- Opening Delimiter -

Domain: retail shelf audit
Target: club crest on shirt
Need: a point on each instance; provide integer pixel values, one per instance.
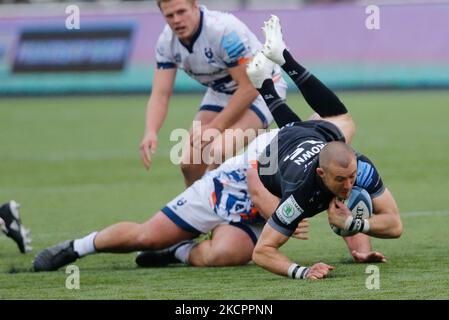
(289, 210)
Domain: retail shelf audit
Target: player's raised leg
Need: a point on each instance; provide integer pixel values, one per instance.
(229, 246)
(158, 232)
(320, 98)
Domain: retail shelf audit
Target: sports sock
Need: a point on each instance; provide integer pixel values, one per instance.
(319, 97)
(85, 246)
(182, 253)
(281, 112)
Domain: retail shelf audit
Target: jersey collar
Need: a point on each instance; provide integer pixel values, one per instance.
(196, 35)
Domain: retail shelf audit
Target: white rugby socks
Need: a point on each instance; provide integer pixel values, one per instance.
(85, 246)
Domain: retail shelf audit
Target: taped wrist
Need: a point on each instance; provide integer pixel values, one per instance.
(357, 225)
(297, 272)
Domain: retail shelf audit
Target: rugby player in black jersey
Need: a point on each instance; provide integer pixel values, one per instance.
(310, 166)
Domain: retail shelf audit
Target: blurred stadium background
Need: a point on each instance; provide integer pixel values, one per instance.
(72, 105)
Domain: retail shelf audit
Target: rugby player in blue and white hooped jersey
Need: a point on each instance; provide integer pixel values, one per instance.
(213, 48)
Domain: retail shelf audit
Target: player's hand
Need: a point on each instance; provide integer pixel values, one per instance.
(148, 147)
(302, 230)
(371, 256)
(337, 213)
(319, 271)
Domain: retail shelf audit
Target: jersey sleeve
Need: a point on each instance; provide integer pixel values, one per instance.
(164, 56)
(368, 177)
(235, 45)
(287, 216)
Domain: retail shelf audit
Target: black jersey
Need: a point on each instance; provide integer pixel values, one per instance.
(294, 178)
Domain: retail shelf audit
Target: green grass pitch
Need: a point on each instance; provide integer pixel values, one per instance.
(73, 163)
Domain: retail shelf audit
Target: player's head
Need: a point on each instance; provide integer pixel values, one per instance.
(183, 17)
(338, 168)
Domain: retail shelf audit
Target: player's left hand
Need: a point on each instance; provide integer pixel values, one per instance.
(338, 212)
(371, 256)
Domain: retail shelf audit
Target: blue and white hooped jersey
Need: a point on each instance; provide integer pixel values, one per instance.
(221, 42)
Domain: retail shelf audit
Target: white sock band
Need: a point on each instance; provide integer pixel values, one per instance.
(182, 253)
(297, 272)
(85, 246)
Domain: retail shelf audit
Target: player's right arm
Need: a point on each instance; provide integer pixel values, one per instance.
(157, 108)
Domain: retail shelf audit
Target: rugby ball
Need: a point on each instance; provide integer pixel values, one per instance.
(361, 207)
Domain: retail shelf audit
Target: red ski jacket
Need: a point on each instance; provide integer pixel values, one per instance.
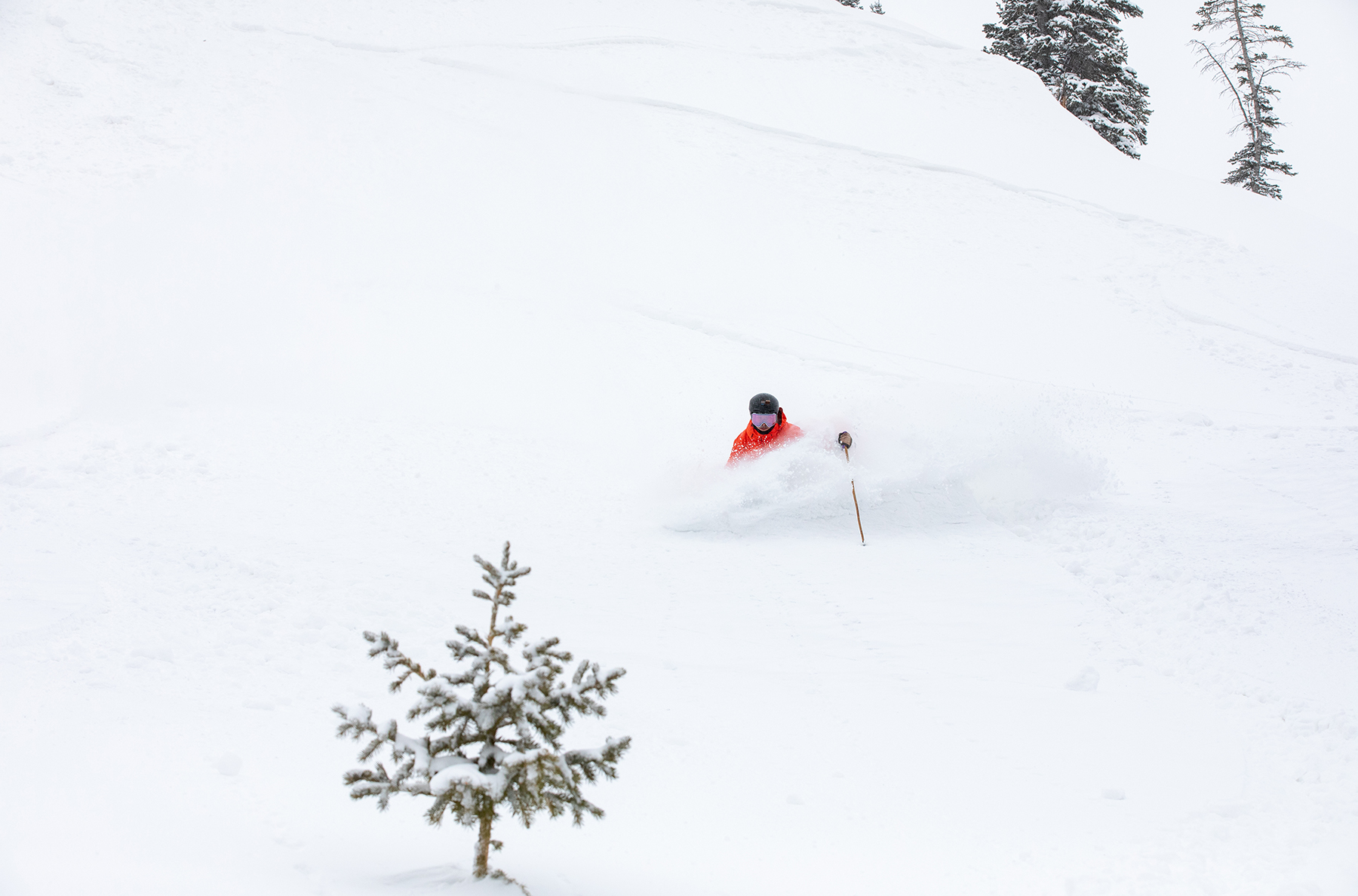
(754, 443)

- Closing Delimiter -

> _TASK ITEM_
Wherever the word "hooped" appears in the listing above, copy that line.

> _ANSWER TO THIS TASK_
Target: rugby player in blue and white hooped jersey
Target: blue and white hooped jersey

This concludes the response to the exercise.